··· TEXTAUSZUG ···
2004 hatte Jackie Chan unter großem Jubel der Fangemeinde das unrühmliche Hollywoodkapitel beendet und war beginnend mit „New Police Story“ für einige Filme in die Heimat Hongkong zurückkehrt. Nach kurzem US-Rückfall mit „Rush Hour 3“ 2007 und der halbamerikanischen Produktion „The Forbidden Kingdom“ 2008 ist er in seinem neuen Film „Shinjuku Incident“, hierzulande „Stadt der Gewalt“ betitelt, wieder im asiatischen Rahmen unterwegs – und vollführt eine spektakläre stilistische Abkehr von seinem Image und bisherigen Erfolgsrezept, die noch weit über den seinerzeit als untypisch ernstes Drama herausgehobenen „New Police Story“ hinausgeht.
··· DATENSÄTZE ···
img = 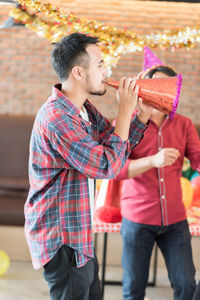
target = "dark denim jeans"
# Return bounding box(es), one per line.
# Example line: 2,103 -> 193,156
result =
43,245 -> 102,300
121,218 -> 196,300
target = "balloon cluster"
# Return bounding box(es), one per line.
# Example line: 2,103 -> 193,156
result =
181,158 -> 200,209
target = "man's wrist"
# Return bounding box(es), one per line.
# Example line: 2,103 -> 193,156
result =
137,112 -> 149,124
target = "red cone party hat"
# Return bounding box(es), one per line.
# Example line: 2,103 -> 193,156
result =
106,74 -> 182,119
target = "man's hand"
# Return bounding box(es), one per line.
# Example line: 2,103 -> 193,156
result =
118,77 -> 138,117
151,148 -> 180,168
114,77 -> 138,140
137,98 -> 153,124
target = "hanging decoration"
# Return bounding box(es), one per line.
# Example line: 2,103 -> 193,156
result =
10,0 -> 200,70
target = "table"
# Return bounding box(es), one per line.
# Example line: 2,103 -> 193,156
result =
93,207 -> 200,296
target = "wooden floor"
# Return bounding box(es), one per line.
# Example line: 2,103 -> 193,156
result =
0,262 -> 200,300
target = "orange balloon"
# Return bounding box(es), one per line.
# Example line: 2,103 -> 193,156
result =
181,177 -> 193,209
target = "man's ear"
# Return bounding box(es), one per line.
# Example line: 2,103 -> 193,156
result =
71,66 -> 85,80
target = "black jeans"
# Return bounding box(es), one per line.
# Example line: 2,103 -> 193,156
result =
43,245 -> 102,300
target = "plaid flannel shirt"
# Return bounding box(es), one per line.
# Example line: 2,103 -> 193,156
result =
25,84 -> 146,269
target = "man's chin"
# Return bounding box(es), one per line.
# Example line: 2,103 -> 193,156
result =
89,89 -> 106,96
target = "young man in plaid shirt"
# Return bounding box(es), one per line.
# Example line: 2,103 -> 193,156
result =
25,33 -> 151,300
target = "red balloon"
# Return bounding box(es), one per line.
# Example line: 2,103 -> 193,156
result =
191,176 -> 200,206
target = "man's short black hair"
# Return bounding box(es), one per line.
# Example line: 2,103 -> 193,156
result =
51,32 -> 99,82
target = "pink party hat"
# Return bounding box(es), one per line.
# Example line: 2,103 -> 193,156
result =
143,46 -> 164,71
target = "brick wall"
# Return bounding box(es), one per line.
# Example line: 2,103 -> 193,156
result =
0,0 -> 200,123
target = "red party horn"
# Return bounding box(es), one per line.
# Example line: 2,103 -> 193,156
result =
106,74 -> 182,119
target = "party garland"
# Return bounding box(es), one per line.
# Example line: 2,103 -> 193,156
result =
···
§ **ARBEITSANWEISUNGEN**
• a. Beantworte anhand des Textauszugs über Jackie Chan:
(i) In welchem Jahr beendete Jackie Chan sein Hollywoodkapitel?
(ii) Mit welchem Film kehrte er zunächst in die Heimat Hongkong zurück?
(iii) Unter welchem Titel läuft „Shinjuku Incident“ hierzulande?
• b. Skaliere den Abschnitt der Liste von der Zeile mit „man in plaid“ bis zum Ende der Liste und gib ihn vollständig wieder, auch die target-Zeilen und Hinweise. Multipliziere jede Koordinate in den Ergebnissen mit 2,1 und runde auf ganze Zahlen, wobei halbe Werte aufgerundet werden.

§ **LÖSUNGEN JE AUFGABE**
• a.
(i) 2004
(ii) „New Police Story“
(iii) „Stadt der Gewalt“

• b.
target = "young man in plaid shirt"
# Return bounding box(es), one per line.
# Example line: 2,103 -> 193,156
result =
53,69 -> 317,630
target = "red balloon"
# Return bounding box(es), one per line.
# Example line: 2,103 -> 193,156
result =
401,370 -> 420,433
target = "man's short black hair"
# Return bounding box(es), one per line.
# Example line: 2,103 -> 193,156
result =
107,67 -> 208,172
target = "pink party hat"
# Return bounding box(es), one per line.
# Example line: 2,103 -> 193,156
result =
300,97 -> 344,149
target = "brick wall"
# Return bounding box(es), one per line.
# Example line: 2,103 -> 193,156
result =
0,0 -> 420,258
target = "red party horn"
# Return bounding box(es), one per line.
# Example line: 2,103 -> 193,156
result =
223,155 -> 382,250
target = "party garland"
# Return bounding box(es), one per line.
# Example line: 2,103 -> 193,156
result =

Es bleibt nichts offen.